■ Excerpt to read:
Received: 14/08/2025
Accepted : 13/11/2025
In Press: 25/11/2025

Abstract

OBJECTIVES:
To develop and validate a machine-learning (ML) model that flags primary Sjögren’s disease (pSjD) patients at high risk of depressive symptoms for earlier clinical attention.
METHODS:
We retrospectively studied 147 pSjD patients (Nanjing First Hospital, 2019-2022). Depressive symptoms were screened with Patient Health Questionnaire-9 (PHQ-9); PHQ-9 ≥5 was the primary endpoint. Missing data were handled by multiple imputation. Data were split 70/30 for training/testing. After univariate screening and LASSO selection, eight ML algorithms (e.g., logistic regression, support vector machine (SVM), tree/boosting methods) were trained with stratified 10-fold cross-validation. Performance was summarised by AUROC/AUPRC, accuracy, precision/recall, Brier score, and calibration; SHAP provided model explainability.
RESULTS:
Four routinely available predictors were retained: fatigue frequency, sleep duration, lymphocyte count, and anti-Ro52 status. Across repeated cross-validation, SVM showed the best overall discrimination (mean AUROC≈0.90) with strong precision and accuracy. In the held-out test set, SVM maintained high performance (AUROC=0.929; AUPRC=0.959; Brier=0.106). SHAP confirmed predictor importance, indicating higher risk with shorter sleep, lower lymphocyte counts, greater fatigue frequency, and anti-Ro52 positivity.
CONCLUSIONS:
This study presents the first ML-based model for predicting depressive symptoms in pSjD patients, highlighting the significance of immuno-inflammatory and clinical factors in depression pathogenesis. The SVM model offers a robust, non-invasive tool for early identification of high-risk individuals, enabling timely and personalised interventions. However, this single-centre, retrospective design with a modest sample limits generalisability; therefore, independent multi-centre validation is required before clinical use.

■ Provided material:
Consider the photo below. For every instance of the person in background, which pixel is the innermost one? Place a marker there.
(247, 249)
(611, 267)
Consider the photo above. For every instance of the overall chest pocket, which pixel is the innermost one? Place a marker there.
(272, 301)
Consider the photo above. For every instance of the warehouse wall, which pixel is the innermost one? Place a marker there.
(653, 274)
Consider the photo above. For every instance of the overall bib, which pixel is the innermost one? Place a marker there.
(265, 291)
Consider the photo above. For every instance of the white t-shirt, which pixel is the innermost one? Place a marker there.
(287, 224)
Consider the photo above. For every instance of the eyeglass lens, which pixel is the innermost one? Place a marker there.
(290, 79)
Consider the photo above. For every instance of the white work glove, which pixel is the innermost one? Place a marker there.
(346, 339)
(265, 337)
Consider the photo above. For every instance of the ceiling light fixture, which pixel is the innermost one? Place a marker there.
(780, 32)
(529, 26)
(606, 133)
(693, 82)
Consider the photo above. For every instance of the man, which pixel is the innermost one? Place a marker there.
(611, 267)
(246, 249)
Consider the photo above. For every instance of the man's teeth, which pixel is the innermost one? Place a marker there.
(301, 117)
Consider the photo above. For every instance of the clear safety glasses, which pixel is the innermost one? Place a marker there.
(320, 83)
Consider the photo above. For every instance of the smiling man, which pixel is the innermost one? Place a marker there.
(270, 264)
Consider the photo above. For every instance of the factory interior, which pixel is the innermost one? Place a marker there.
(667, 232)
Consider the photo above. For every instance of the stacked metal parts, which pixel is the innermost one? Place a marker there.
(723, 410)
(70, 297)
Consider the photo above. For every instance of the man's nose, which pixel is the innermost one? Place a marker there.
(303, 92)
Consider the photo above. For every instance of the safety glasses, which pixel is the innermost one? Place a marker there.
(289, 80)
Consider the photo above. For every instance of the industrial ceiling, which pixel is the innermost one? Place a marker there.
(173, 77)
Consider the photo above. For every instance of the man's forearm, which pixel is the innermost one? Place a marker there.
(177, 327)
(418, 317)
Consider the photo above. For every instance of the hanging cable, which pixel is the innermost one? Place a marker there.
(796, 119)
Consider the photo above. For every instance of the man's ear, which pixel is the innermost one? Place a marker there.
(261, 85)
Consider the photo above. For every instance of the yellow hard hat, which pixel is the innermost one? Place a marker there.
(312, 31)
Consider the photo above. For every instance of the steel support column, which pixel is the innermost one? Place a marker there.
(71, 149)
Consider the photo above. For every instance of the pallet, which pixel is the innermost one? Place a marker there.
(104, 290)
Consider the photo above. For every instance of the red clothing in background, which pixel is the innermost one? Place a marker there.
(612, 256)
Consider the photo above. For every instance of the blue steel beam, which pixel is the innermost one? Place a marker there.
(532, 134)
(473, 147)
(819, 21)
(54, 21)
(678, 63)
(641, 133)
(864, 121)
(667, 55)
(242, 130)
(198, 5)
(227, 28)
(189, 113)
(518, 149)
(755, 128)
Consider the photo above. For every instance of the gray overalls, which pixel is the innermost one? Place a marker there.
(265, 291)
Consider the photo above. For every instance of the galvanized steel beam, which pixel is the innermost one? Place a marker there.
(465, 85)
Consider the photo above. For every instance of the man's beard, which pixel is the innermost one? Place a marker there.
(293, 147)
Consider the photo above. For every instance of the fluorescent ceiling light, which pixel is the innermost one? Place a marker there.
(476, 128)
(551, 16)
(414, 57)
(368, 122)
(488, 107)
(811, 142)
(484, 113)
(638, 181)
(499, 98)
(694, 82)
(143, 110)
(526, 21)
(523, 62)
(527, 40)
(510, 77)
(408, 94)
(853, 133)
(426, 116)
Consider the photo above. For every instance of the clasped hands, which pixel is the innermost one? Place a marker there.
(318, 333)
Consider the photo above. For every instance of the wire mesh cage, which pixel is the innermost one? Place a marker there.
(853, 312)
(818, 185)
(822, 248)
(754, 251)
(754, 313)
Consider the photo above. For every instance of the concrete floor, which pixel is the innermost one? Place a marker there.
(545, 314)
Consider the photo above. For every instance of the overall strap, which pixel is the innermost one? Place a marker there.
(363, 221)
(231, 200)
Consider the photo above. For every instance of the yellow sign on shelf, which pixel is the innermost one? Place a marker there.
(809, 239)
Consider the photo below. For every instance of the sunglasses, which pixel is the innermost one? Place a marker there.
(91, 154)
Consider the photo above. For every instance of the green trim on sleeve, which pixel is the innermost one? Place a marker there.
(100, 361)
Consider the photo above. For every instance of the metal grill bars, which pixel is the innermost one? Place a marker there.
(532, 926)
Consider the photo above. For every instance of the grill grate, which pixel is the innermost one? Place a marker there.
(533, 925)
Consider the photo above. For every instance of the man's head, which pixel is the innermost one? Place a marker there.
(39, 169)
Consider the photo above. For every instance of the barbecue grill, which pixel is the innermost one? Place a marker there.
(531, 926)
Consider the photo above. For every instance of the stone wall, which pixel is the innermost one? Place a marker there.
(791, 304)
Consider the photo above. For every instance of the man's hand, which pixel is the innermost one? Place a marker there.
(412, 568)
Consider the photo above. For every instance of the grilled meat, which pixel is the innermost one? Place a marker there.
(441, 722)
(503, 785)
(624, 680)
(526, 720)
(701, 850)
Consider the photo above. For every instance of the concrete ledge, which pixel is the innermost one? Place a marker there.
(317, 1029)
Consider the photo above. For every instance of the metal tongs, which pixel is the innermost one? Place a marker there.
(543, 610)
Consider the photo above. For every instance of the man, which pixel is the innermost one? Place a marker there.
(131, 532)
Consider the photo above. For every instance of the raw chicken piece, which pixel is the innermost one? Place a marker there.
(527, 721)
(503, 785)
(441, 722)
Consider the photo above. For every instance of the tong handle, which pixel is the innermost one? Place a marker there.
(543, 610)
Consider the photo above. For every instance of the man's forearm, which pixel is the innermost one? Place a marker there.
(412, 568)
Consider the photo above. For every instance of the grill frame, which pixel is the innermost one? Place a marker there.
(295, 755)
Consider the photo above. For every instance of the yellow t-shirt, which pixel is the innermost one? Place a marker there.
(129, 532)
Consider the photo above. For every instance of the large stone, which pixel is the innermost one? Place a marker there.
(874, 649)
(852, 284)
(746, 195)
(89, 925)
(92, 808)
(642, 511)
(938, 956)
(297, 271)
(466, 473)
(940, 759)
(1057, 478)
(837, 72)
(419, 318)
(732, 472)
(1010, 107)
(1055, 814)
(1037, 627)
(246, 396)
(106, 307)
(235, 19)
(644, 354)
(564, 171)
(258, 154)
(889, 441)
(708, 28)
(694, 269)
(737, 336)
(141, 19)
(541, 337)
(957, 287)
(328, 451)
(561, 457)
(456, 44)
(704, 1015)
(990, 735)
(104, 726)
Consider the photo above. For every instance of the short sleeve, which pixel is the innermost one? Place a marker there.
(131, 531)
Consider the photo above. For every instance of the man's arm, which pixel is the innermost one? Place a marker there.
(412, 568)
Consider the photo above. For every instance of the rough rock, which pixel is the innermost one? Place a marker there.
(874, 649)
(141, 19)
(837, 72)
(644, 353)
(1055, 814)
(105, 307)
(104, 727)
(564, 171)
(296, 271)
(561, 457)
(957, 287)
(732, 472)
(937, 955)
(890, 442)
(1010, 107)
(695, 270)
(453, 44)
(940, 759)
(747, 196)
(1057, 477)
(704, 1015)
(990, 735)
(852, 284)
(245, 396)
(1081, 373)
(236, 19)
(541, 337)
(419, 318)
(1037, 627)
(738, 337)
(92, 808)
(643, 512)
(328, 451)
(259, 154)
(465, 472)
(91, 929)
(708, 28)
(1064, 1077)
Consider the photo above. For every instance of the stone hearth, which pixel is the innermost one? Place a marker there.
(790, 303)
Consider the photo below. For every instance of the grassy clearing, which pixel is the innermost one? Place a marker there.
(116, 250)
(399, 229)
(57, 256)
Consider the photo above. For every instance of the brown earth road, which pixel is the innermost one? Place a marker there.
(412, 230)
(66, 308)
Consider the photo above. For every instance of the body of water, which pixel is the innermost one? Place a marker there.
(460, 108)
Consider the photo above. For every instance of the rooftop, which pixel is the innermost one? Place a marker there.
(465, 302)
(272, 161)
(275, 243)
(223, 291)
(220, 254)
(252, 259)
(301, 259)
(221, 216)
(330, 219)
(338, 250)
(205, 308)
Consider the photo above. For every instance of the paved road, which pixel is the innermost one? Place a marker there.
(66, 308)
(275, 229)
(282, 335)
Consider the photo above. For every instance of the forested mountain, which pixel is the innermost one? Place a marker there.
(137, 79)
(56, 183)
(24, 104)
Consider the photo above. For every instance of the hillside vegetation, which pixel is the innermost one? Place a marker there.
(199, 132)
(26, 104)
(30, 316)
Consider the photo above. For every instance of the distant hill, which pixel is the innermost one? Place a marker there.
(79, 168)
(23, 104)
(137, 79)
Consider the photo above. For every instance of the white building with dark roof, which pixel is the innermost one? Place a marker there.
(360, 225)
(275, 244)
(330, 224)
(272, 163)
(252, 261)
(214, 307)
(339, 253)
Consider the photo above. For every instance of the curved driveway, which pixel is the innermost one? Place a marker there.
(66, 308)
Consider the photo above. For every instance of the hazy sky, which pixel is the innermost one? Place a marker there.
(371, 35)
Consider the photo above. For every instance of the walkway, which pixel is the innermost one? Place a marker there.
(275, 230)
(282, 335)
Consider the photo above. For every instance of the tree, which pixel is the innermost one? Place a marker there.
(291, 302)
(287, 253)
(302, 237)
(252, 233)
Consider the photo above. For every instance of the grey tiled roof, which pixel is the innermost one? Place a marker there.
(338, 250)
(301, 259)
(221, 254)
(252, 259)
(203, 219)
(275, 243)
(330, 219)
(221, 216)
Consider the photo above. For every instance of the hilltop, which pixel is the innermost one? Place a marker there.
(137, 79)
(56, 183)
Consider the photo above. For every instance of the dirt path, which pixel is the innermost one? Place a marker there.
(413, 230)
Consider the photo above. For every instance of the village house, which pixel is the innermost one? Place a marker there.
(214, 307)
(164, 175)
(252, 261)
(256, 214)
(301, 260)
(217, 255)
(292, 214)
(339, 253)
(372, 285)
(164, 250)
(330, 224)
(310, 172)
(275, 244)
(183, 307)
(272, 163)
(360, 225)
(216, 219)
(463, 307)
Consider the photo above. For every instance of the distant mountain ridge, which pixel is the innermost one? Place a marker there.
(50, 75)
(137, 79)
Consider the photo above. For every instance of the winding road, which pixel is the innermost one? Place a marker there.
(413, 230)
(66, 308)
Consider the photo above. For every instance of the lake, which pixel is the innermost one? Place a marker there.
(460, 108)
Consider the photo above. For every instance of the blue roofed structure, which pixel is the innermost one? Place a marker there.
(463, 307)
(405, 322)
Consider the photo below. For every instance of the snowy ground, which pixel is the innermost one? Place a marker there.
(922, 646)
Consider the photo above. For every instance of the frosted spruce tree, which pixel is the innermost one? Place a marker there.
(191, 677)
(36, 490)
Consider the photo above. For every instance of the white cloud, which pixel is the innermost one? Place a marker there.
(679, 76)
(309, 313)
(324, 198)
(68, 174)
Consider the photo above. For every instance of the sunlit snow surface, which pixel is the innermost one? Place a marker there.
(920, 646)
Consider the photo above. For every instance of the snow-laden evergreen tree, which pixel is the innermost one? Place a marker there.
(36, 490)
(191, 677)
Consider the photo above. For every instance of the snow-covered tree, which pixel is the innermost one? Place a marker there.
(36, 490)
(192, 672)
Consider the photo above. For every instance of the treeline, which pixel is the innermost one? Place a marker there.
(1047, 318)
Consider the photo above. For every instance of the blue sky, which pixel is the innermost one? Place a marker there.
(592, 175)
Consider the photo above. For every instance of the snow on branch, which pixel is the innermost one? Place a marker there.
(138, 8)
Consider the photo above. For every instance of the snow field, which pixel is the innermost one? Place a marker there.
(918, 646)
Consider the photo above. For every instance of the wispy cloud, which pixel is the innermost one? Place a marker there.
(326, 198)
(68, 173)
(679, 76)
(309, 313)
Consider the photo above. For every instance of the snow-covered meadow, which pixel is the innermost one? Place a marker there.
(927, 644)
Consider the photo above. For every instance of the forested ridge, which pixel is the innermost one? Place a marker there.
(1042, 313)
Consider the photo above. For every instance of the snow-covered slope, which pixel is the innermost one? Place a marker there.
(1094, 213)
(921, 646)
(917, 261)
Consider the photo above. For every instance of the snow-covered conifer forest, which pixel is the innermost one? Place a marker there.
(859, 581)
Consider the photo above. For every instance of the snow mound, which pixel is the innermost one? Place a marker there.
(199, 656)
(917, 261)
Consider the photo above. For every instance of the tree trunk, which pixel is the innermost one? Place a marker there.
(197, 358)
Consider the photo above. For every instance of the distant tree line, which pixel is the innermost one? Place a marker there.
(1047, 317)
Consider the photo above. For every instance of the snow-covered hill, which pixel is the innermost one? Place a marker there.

■ What needs to be done: Reproduce the passage of the Sjögren's disease abstract starting at "Received: 14/08/2025" and ending at "provided model explainability.", substituting "primary Sjögren's disease" for "pSjD".

■ Response to the exercise:
Received: 14/08/2025
Accepted : 13/11/2025
In Press: 25/11/2025

Abstract

OBJECTIVES:
To develop and validate a machine-learning (ML) model that flags primary Sjögren’s disease (primary Sjögren's disease) patients at high risk of depressive symptoms for earlier clinical attention.
METHODS:
We retrospectively studied 147 primary Sjögren's disease patients (Nanjing First Hospital, 2019-2022). Depressive symptoms were screened with Patient Health Questionnaire-9 (PHQ-9); PHQ-9 ≥5 was the primary endpoint. Missing data were handled by multiple imputation. Data were split 70/30 for training/testing. After univariate screening and LASSO selection, eight ML algorithms (e.g., logistic regression, support vector machine (SVM), tree/boosting methods) were trained with stratified 10-fold cross-validation. Performance was summarised by AUROC/AUPRC, accuracy, precision/recall, Brier score, and calibration; SHAP provided model explainability.